● PASSAGE PROVIDED:
[Start of Attachment]

Folks who are hla b27 positive are more likely to have SpA ( entropathic arthritis )
-and more likely to progress to AS

http://www.spondylitis.org/About-Spondylitis/Types-of-Spondylitis/Enteropathic-Arthritis


----------



## my little penguin

> Arthritis is the most common extraintestinal manifestation of inflammatory bowel disease (IBD) and can have a significant impact on morbidity and quality of life. IBD-associated arthropathy is considered a subtype of seronegative spondyloarthropathy, with axial, peripheral, or a combination of both joint manifestations. Peripheral arthritis is generally non-erosive and the oligoarticular variant particularly may correlate with intestinal disease activity. Axial arthritis may include inflammatory back pain, sacroiliitis, or ankylosing spondylitis, and is less likely to correlate with gastrointestinal symptoms. While there have been advances in identifying predisposing genetic factors and in elucidating pathophysiology of inflammatory bowel disease, the mechanisms surrounding the development of arthritis in IBD remain unclear. Treatment of inflammatory bowel disease is not always sufficient for control of arthritis. While treatment with biologic agents is promising, there remains a great need for larger, randomized studies to address optimal therapy of IBD associated arthropathy.



From
https://www.ncbi.nlm.nih.gov/pmc/articles/PMC3261248/?report=classic


----------



## valleysangel92

Thanks MLP 

My joints seem to flare up whenever they feel like it, sometimes when the crohns is calm, sometimes adjacent to crohns flares. Usually worst when the temperature is changing or when I've pushed myself too far. 

I've had blood tests which they said were for AS, but I'm not sure what tests they actually did as it was about 3 or more years ago so I can't really remember very clearly. I think they were general inflammation tests rather than a specific genetic test. It should all still be on the computer records though so I should be able to find out pretty easily as long as it wasn't wiped when they updated the system last year.


----------



## my little penguin

Ds was monitorered by a rheumatologist for a year with frequent appt
Then was Dx with JSpA 
The rheumomwas able to "feel" the inflammation in DS fingers .
Ds officially has JIA type II polyarticuluar arthritis associated with inflammatory bowel disease since his flares independent of his gi flares .

It is also known as juvenile spondyloarthritis associated with inflammatory bowel disease

For ds his JSpA has been much harder to control than his crohns which is why he is on humira every 5 days


----------



## Maya142

> It's interesting that you say it takes 10 years for damage to show up. The rheumatologist I saw before basically told me that if the scan was clear there was no arthritis or Inflammatory process happening and it was fibromyalgia. So, going off everything I have been told in the last few days, it sounds like he should of at least monitored things to see how they progressed?


So, it is true that it can take up to 8-10 years for x-ray damage to show up for SpA. When there is damage visible on x-ray, it is called AS. AS is different from axial SpA or peripheral SpA or enteropathic arthritis. They are all in the same family, but they are all a little bit different.

[End of Attachment]

● RAW DATA:
[Start of Attachment]

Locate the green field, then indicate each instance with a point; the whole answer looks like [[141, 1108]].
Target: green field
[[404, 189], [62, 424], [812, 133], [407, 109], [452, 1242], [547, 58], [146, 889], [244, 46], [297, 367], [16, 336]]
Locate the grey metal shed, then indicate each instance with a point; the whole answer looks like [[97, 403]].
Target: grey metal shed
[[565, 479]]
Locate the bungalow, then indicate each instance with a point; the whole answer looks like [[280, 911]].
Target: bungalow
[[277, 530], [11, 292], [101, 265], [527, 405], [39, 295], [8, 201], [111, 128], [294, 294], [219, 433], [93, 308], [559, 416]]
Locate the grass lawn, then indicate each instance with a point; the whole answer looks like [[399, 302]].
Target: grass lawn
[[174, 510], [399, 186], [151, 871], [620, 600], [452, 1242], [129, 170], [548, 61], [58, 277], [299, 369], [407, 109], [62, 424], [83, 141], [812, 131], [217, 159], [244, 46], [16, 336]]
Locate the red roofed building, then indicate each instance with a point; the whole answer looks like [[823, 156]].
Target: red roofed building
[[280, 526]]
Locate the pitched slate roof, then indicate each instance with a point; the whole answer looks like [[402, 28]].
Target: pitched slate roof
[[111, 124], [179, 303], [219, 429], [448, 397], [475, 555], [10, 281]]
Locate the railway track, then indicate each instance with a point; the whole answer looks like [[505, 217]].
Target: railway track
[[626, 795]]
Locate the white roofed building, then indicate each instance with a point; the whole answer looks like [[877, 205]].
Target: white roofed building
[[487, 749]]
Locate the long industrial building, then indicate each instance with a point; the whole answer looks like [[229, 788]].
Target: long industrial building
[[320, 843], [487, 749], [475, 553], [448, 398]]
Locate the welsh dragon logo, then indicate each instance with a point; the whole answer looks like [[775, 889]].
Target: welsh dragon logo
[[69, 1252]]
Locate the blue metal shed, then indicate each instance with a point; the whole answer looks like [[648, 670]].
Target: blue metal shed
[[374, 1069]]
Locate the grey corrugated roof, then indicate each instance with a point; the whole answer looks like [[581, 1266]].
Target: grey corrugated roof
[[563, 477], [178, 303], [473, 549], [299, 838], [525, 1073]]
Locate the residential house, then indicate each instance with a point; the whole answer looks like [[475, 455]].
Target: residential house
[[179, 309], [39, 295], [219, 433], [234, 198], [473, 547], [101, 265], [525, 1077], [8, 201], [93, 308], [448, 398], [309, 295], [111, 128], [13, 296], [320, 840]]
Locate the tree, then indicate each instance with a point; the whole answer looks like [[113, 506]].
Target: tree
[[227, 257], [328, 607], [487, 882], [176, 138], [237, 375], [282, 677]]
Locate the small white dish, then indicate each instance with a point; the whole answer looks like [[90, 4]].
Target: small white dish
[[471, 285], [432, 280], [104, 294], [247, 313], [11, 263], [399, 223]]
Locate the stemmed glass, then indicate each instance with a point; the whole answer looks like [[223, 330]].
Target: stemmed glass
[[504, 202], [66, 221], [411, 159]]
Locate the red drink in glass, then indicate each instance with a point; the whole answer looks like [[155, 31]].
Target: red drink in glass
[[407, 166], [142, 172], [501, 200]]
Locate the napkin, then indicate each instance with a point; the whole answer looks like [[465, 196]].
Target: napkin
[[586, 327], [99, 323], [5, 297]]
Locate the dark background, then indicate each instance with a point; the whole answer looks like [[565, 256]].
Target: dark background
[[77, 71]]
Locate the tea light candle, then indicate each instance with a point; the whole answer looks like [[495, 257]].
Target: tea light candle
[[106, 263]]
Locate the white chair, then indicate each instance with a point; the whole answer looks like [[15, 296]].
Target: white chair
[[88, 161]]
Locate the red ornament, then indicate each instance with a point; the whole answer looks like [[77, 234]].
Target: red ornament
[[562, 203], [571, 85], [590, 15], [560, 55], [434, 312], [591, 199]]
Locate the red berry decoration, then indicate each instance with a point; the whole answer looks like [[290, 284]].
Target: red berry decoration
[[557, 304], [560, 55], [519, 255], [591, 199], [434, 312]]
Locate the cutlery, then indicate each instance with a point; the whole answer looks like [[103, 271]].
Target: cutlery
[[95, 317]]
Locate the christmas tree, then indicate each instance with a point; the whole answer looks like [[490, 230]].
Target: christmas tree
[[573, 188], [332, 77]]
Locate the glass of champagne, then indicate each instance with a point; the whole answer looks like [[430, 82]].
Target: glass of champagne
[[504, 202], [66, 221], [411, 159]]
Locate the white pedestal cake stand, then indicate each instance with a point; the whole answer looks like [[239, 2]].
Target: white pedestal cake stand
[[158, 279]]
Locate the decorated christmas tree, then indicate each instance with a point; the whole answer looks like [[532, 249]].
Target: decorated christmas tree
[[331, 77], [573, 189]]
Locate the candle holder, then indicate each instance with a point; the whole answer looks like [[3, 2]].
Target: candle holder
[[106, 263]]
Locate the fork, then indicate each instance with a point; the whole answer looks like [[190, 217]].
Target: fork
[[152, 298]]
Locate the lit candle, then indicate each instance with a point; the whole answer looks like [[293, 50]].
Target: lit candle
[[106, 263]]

[End of Attachment]

Write the next part of the forum thread about arthritis in inflammatory bowel disease, picking up after its final sentence.

Inflammation should be visible on an MRI if it is Spondyloarthritis -- inflammation shows up immediately and does not take time to show the way damage does. If it's a peripheral joint, like a knee, then even an ultrasound should be able to show inflammation (though obviously an MRI is more accurate).

I think I remember you having a nuclear bone scan? Those are not used anymore for diagnosing SpA. They are not very accurate. An x-ray or an MRI is really the gold standard, with of course, a clinical examination.

The rheumatologist is usually able to tell from examining the joint whether there is inflammation. An inflamed joint is often red, warm or swollen. However, in SpA, joints don't just get inflamed, tendons do too. Enthesitis is inflammation where tendons and ligaments insert into the bone. Sometimes you can see swelling, other times, not so much. Right above the knee is a common enthesitis site. The heels are also common enthesitis sites.

The blood test for AS is usually HLA B27 - a gene. If you have it, you are more likely to have SpA or AS. But even if you are negative for it, you can still have some sort of SpA (just much less likely that it is AS).

You also may have elevated ESR and CRP, but 40% of people with SpA don't, so you might not.

For an AS diagnosis, you need damage to the SI joints on x-rays. For SpA, you just need evidence of inflammation - enthesitis or arthritis or both.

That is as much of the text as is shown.